WHAT TO PRODUCE: From the entries below, please gather each line containing the string "grassy".

Dataset entries:

# # # #

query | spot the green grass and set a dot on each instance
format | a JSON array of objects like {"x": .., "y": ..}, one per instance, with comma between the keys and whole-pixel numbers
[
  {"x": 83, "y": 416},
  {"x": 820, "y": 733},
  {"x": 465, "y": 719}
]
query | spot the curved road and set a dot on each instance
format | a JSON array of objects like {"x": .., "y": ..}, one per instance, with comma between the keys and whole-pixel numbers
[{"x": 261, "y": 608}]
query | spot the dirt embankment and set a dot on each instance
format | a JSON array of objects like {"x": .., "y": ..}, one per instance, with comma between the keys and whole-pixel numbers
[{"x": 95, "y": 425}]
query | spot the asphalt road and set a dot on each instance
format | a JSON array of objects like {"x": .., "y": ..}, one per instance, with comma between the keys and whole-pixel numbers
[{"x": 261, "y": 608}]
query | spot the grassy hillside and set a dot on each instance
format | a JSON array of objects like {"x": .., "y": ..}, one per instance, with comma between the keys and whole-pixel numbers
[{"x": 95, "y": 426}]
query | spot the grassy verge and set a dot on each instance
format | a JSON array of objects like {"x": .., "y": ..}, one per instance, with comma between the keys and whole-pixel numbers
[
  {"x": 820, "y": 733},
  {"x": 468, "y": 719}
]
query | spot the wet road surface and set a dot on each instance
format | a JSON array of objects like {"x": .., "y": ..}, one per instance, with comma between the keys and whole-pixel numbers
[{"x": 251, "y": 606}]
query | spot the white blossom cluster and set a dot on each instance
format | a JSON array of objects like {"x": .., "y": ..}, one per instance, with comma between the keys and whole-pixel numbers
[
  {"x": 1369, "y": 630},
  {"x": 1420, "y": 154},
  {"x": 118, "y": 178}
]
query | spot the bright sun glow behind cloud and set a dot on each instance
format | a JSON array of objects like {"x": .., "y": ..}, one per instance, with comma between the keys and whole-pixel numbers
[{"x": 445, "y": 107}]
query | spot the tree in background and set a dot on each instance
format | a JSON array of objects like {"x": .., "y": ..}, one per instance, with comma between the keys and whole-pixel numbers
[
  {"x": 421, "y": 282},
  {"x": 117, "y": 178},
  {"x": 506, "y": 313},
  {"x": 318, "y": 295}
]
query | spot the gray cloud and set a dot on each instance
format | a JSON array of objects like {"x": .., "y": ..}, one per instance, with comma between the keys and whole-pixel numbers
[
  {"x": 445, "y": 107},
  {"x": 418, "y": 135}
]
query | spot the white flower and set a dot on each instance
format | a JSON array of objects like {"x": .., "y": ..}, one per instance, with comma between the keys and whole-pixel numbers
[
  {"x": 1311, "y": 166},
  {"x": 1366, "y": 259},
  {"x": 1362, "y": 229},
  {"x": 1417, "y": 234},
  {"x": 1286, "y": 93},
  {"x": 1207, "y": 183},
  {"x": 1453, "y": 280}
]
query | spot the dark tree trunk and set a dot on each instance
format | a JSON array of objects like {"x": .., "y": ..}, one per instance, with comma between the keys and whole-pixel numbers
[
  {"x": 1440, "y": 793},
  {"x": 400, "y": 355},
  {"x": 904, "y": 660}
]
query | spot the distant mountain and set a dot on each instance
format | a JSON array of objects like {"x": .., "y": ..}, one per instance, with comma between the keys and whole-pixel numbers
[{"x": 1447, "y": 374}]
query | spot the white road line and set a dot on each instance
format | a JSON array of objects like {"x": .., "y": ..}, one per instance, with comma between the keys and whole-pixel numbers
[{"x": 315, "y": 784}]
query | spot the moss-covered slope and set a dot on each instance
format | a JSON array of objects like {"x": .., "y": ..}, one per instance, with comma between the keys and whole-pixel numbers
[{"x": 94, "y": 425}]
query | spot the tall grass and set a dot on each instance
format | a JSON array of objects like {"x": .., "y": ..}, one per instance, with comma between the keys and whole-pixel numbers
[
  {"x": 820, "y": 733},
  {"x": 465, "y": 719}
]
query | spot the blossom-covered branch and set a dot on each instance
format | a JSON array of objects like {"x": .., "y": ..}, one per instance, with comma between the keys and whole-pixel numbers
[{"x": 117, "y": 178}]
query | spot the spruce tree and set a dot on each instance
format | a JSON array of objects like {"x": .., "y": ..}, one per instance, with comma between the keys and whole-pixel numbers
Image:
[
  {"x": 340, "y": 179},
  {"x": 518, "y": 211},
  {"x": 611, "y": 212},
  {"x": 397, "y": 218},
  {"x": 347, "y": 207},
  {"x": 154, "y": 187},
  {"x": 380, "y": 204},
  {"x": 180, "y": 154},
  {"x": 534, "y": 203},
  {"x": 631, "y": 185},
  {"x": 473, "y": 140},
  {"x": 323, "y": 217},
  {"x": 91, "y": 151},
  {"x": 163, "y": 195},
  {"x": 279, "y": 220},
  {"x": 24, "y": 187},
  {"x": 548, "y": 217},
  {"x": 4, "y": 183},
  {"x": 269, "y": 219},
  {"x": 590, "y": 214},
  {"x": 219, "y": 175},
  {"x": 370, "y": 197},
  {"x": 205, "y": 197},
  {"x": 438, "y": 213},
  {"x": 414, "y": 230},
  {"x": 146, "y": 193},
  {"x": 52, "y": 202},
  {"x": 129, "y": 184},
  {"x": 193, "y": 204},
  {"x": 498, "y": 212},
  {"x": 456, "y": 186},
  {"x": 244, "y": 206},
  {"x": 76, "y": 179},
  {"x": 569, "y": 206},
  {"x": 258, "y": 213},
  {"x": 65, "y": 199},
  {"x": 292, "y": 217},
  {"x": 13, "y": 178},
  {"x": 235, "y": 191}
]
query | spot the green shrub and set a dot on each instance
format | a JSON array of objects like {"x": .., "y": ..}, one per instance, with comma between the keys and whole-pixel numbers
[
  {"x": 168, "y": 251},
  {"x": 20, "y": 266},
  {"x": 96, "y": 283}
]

# # # #

COMPLETED EXERCISE:
query | spot the grassy hillside and set a dot on each instance
query | spot the grassy verge and set a dot on each instance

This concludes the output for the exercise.